::: Exercise material
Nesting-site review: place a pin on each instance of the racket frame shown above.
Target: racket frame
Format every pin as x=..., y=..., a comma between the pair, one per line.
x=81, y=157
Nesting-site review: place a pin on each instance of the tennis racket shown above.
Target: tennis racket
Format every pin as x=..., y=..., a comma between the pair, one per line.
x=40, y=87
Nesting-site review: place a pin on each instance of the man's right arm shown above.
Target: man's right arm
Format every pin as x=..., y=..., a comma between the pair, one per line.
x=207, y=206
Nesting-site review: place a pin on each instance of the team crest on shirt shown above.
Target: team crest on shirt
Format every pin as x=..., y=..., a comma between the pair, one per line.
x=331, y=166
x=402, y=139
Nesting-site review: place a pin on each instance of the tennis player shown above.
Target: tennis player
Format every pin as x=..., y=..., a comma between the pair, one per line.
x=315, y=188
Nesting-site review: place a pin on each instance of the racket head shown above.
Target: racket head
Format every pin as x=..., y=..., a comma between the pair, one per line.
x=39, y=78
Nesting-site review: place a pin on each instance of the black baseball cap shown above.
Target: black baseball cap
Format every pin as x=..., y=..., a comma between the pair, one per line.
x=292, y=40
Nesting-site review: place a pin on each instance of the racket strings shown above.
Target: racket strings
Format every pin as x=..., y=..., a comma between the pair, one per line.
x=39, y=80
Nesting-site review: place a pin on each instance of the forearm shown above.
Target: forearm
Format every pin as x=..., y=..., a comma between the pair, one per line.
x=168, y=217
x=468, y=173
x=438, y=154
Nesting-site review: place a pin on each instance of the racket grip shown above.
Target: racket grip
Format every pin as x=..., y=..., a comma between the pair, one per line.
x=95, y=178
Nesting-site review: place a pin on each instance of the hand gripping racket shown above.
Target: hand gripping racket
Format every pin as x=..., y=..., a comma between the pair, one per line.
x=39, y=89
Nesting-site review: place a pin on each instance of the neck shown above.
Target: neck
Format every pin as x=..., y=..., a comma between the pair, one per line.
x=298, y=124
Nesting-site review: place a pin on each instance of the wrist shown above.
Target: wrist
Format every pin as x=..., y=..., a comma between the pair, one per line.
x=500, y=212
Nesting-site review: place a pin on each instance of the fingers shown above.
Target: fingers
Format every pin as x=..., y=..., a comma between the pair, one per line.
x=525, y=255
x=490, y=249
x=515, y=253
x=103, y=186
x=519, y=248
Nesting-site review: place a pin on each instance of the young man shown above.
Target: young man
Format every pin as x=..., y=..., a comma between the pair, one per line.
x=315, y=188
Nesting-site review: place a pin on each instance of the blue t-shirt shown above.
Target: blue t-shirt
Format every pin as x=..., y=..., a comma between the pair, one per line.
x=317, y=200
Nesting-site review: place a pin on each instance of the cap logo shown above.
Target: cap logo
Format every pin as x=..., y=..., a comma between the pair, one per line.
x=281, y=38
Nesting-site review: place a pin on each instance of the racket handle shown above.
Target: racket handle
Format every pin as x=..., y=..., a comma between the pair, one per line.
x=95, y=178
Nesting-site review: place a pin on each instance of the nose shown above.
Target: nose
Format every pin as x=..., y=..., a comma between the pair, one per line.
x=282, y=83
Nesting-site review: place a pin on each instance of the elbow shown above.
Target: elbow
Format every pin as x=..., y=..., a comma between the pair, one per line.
::::::
__Your objective__
Reproduce the items, requests included, starting with the line that contains "strings shown above." and continuing through the line that contains "x=500, y=212", with both of those lines included. Multiply every coordinate in the answers by 0.4, rounding to whole numbers with halves rounded up.

__Task answer__
Nesting-site review: place a pin on each instance of the racket strings shown above.
Target: racket strings
Format every pin as x=..., y=..., a comma between the pair, one per line.
x=16, y=32
Nesting-site review: place a pin on each instance of the forearm shown above.
Target: forearm
Format every pin as x=..., y=..., a comma between the pair, one per line.
x=67, y=87
x=187, y=69
x=175, y=62
Nesting-site review: place a pin on each instance of the racket grip shown above.
Target: racket grip
Format every pin as x=..., y=..., a comma between the pair, one per line.
x=38, y=71
Nesting-site review: place a pin on each instance of the hand gripping racket shown above.
Target: hand gripping racket
Format every pin as x=..., y=..., a comma between the pair, one per line.
x=16, y=36
Nesting-site review: place a pin on each instance of the neck shown above.
Target: neck
Format every pin as x=..., y=..., a comma between the pair, one per line.
x=119, y=50
Nesting-site review: place a pin on each instance of the wrist shown above.
Target: wrist
Format every pin as x=..., y=..., a comma between the pair, one per line.
x=200, y=85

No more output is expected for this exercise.